* start *
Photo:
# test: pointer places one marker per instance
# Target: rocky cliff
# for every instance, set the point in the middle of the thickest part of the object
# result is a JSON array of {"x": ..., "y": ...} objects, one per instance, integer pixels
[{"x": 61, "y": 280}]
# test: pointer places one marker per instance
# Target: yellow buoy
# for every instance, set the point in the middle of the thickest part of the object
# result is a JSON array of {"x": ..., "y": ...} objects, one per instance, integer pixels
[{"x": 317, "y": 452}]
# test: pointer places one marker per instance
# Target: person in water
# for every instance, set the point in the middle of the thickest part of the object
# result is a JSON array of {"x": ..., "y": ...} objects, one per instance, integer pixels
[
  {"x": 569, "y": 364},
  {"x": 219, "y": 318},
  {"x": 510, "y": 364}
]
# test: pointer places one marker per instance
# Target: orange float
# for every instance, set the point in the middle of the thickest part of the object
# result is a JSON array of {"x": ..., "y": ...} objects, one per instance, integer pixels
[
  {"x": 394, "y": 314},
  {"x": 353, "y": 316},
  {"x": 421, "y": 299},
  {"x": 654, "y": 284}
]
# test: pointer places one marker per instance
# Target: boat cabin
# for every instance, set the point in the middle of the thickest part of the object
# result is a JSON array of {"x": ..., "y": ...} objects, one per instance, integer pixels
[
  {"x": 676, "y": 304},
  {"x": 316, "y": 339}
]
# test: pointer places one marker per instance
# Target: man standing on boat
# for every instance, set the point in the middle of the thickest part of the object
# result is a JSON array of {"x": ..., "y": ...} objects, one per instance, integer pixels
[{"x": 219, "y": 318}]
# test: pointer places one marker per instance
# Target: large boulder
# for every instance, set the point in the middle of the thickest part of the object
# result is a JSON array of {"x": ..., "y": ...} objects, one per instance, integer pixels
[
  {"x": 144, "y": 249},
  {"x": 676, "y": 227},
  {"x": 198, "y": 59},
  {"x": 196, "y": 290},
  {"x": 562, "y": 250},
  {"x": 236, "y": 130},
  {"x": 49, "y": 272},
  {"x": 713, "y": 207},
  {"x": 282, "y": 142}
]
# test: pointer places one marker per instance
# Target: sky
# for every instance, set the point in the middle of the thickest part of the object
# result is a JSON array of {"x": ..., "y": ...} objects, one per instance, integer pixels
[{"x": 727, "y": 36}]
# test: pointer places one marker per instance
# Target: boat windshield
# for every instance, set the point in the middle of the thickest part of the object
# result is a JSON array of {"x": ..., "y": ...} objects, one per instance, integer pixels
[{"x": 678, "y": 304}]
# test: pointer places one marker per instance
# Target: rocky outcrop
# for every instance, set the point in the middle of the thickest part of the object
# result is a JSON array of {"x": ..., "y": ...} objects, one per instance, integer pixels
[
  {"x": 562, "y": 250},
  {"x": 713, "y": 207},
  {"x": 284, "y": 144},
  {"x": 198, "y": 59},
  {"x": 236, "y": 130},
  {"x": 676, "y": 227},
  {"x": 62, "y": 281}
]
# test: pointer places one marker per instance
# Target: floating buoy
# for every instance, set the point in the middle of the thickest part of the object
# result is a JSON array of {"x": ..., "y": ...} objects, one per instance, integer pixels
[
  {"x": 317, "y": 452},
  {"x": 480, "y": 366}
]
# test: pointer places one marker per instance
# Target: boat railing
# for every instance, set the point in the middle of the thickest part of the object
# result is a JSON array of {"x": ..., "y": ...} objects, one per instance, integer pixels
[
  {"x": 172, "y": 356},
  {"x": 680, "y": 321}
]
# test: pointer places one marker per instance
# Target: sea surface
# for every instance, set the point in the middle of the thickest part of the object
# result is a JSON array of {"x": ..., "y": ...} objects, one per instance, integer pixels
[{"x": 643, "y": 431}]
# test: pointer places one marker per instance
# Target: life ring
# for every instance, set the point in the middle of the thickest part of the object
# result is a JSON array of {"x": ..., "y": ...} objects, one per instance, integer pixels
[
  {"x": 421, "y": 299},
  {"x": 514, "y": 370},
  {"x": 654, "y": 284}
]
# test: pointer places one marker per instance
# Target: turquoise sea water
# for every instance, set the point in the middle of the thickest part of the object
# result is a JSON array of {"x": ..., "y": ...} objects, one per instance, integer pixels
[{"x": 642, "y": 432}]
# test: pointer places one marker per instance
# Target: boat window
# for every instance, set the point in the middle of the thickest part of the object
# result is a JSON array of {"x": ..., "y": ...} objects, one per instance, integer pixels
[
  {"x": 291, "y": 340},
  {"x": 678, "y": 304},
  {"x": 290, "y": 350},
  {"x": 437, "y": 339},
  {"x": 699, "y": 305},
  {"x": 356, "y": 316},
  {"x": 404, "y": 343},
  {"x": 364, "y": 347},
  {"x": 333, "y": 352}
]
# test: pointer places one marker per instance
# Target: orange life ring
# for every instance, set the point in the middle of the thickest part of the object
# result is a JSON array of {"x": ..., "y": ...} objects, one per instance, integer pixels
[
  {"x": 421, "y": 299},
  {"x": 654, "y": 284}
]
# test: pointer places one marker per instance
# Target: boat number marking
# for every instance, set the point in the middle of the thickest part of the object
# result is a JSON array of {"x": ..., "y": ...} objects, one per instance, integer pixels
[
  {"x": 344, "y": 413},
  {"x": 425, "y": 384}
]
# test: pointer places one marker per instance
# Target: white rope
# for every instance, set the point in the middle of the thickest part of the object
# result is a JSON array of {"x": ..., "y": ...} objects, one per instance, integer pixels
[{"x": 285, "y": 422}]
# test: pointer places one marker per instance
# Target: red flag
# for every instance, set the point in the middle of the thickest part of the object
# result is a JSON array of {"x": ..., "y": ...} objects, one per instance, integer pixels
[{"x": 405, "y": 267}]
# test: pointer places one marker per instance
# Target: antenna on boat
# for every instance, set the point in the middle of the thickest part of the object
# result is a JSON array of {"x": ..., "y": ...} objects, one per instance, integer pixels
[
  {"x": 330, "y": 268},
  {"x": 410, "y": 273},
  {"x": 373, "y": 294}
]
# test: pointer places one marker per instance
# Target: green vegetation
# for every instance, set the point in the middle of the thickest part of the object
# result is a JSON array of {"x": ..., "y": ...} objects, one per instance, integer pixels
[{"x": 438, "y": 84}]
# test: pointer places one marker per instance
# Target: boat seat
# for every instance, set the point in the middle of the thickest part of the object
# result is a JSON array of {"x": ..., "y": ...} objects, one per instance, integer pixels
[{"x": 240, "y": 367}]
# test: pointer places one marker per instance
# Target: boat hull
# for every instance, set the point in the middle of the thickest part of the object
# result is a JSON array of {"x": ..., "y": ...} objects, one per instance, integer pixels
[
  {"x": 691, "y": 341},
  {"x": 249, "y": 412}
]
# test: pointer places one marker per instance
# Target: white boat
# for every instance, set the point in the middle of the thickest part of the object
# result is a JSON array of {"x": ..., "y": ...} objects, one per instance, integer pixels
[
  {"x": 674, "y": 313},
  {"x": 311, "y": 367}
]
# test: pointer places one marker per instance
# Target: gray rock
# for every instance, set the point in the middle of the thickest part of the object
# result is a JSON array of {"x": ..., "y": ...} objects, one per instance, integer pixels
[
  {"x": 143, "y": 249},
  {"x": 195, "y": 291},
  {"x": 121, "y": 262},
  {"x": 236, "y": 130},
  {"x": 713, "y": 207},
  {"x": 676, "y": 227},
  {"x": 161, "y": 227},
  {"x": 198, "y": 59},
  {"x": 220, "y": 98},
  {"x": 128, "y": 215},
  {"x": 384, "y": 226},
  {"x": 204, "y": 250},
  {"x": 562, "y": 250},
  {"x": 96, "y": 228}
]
* end *
**WHAT TO WORK ON**
Return all of the entries exactly as written.

**RESULT FOR THIS TASK**
Photo:
# test: pointer places one marker per instance
# Target: rocky cliff
# for every instance, set the point in the middle of the thickest part of the object
# result is a JSON array of {"x": ..., "y": ...} objects, one per instance, integer pixels
[{"x": 61, "y": 280}]
# test: pointer places one marker per instance
# Target: yellow buoy
# for every instance, set the point in the middle of the thickest part of the object
# result is a JSON array of {"x": ..., "y": ...} objects, one per instance, integer pixels
[{"x": 317, "y": 452}]
# test: pointer places one marker per instance
# Target: person in water
# for every instance, set the point in the middle of the thickest part of the object
# result is a JSON array of {"x": ..., "y": ...} objects, one per instance, integer pixels
[
  {"x": 569, "y": 364},
  {"x": 219, "y": 318},
  {"x": 510, "y": 364}
]
# test: pointer places one marker per instance
# Target: orange float
# for every instance, set the point in the middle of the thickest part of the object
# result is a JSON array of {"x": ..., "y": ...} objects, one per instance, integer pixels
[
  {"x": 394, "y": 314},
  {"x": 353, "y": 316},
  {"x": 421, "y": 299},
  {"x": 654, "y": 284}
]
# test: pointer places one marker per instance
# Target: boat cabin
# for every instance, set the point in the middle of the thickest part of the object
# result is a JSON array of {"x": ..., "y": ...} objects, one per instance, integer pixels
[
  {"x": 676, "y": 304},
  {"x": 316, "y": 339}
]
# test: pointer places one marker per instance
# Target: man standing on boat
# for every instance, set the point in the middle of the thickest part of the object
# result is a JSON array of {"x": ..., "y": ...} objects, one per instance, integer pixels
[{"x": 219, "y": 318}]
# test: pointer places one marker per instance
# Target: large boulder
# for every instance, set the point in the middle of the thickest part of the object
# result is a JSON array of {"x": ..., "y": ...} objects, one per instance, integer pixels
[
  {"x": 144, "y": 249},
  {"x": 676, "y": 227},
  {"x": 198, "y": 59},
  {"x": 196, "y": 290},
  {"x": 562, "y": 250},
  {"x": 236, "y": 130},
  {"x": 49, "y": 272},
  {"x": 713, "y": 207},
  {"x": 282, "y": 142}
]
# test: pointer places one marker per instance
# Target: sky
# for every instance, set the point in the middle of the thickest part of the object
# result is a JSON array of {"x": ..., "y": ...} objects, one per instance, integer pixels
[{"x": 727, "y": 36}]
# test: pointer places one marker per instance
# Target: boat windshield
# for every instance, set the point in the middle of the thickest part of the object
# result is a JSON array of {"x": ..., "y": ...} objects, one per instance, integer pixels
[{"x": 678, "y": 304}]
# test: pointer places one marker per instance
# Target: rocky outcrop
# for every instance, set the point in the middle of the thickest part of the object
# result is a JSON array of {"x": ..., "y": ...} objects, one per instance, integer pixels
[
  {"x": 562, "y": 250},
  {"x": 713, "y": 207},
  {"x": 284, "y": 144},
  {"x": 198, "y": 59},
  {"x": 236, "y": 130},
  {"x": 676, "y": 227},
  {"x": 62, "y": 281}
]
# test: pointer places one marker per instance
# Target: floating buoy
# for every instance, set the point in the middle of the thickest part of the object
# result is a JSON array of {"x": ..., "y": ...} objects, one per instance, integer pixels
[
  {"x": 317, "y": 452},
  {"x": 480, "y": 366}
]
# test: pointer places one marker per instance
# Target: boat railing
# for every instance, set the point in the middle of the thickest part of the object
# result is a JSON array of {"x": ..., "y": ...} objects, one per instance, integer pixels
[
  {"x": 172, "y": 356},
  {"x": 680, "y": 321}
]
# test: pointer places one marker per instance
# Target: sea surface
# for every instance, set the point in the middle of the thickest part of the object
# result is a JSON array of {"x": ..., "y": ...} objects, one per instance, integer pixels
[{"x": 643, "y": 431}]
# test: pointer places one marker per instance
# Target: life ring
# for every instance, set the point in the middle of the thickest part of the object
# result is a JSON array of {"x": ..., "y": ...} objects, one per instance, integer pixels
[
  {"x": 421, "y": 299},
  {"x": 514, "y": 370},
  {"x": 654, "y": 284}
]
# test: pointer places one marker per instance
# Target: turquoise sea water
# for every instance, set the point in the middle of the thickest part of the object
# result is a JSON array of {"x": ..., "y": ...} objects, one per instance, integer pixels
[{"x": 642, "y": 432}]
# test: pointer places one marker per instance
# Target: boat window
# for every instance, set the point in the middle of the thickest part of the object
# result is a JSON array of {"x": ..., "y": ...} objects, one per instance, integer pixels
[
  {"x": 291, "y": 340},
  {"x": 678, "y": 304},
  {"x": 290, "y": 350},
  {"x": 437, "y": 339},
  {"x": 699, "y": 305},
  {"x": 356, "y": 316},
  {"x": 404, "y": 343},
  {"x": 364, "y": 347},
  {"x": 333, "y": 352}
]
# test: pointer places one marker per instance
# Target: orange life ring
# for every instance, set the point in the middle of the thickest part of the object
# result is a JSON array of {"x": ..., "y": ...} objects, one per instance, integer pixels
[
  {"x": 421, "y": 299},
  {"x": 654, "y": 284}
]
# test: pointer places one marker per instance
# Target: boat number marking
# for every instance, set the point in the middle of the thickest part of the object
# result is a JSON array of {"x": ..., "y": ...} objects, one per instance, integer pixels
[
  {"x": 344, "y": 413},
  {"x": 425, "y": 384}
]
# test: pointer places one marker per instance
# Target: white rope
# for every instance, set the point in the middle of the thickest part of the object
# result is a JSON array of {"x": ..., "y": ...} objects, one per instance, integer pixels
[{"x": 285, "y": 422}]
# test: pointer places one marker per instance
# Target: red flag
# for every instance, set the point in the middle of the thickest part of the object
# result is a JSON array of {"x": ..., "y": ...} objects, one per instance, integer pixels
[{"x": 405, "y": 267}]
# test: pointer places one marker per instance
# Target: antenna on boat
# for every instance, set the point in the middle of the thickest part of the object
# result is a JSON array of {"x": ..., "y": ...} objects, one per instance, integer pixels
[
  {"x": 330, "y": 268},
  {"x": 410, "y": 273},
  {"x": 373, "y": 294}
]
# test: pointer places one marker per instance
# Target: green vegetation
# for every instance, set the point in the middle of the thickest part of the object
# result is a JSON array of {"x": ..., "y": ...} objects, one per instance, integer pixels
[{"x": 438, "y": 84}]
# test: pointer places one marker per instance
# Target: boat seat
# for every instance, set the point in the middle of the thickest part of the object
# result is a JSON array of {"x": ..., "y": ...} objects, one per instance, integer pixels
[{"x": 240, "y": 367}]
# test: pointer places one marker per instance
# Target: boat hull
# for every instance, set the point in the middle of the thickest part of the object
# result is a JSON array of {"x": ..., "y": ...} objects, one per instance, integer pixels
[
  {"x": 691, "y": 341},
  {"x": 249, "y": 412}
]
# test: pointer places one marker per instance
# Target: white boat
# for every instance, set the point in the middle of the thickest part of the object
# result is a JSON array of {"x": ..., "y": ...} objects, one per instance, integer pixels
[
  {"x": 674, "y": 313},
  {"x": 311, "y": 367}
]
# test: pointer places one marker per instance
# Target: gray rock
# for every instance, set the point in the middle of the thickest part of the object
# result is a JSON array of {"x": ..., "y": ...} objects, one per instance, integer pixels
[
  {"x": 143, "y": 249},
  {"x": 195, "y": 291},
  {"x": 121, "y": 262},
  {"x": 236, "y": 130},
  {"x": 713, "y": 207},
  {"x": 676, "y": 227},
  {"x": 161, "y": 227},
  {"x": 198, "y": 59},
  {"x": 220, "y": 98},
  {"x": 128, "y": 215},
  {"x": 384, "y": 226},
  {"x": 204, "y": 250},
  {"x": 562, "y": 250},
  {"x": 96, "y": 228}
]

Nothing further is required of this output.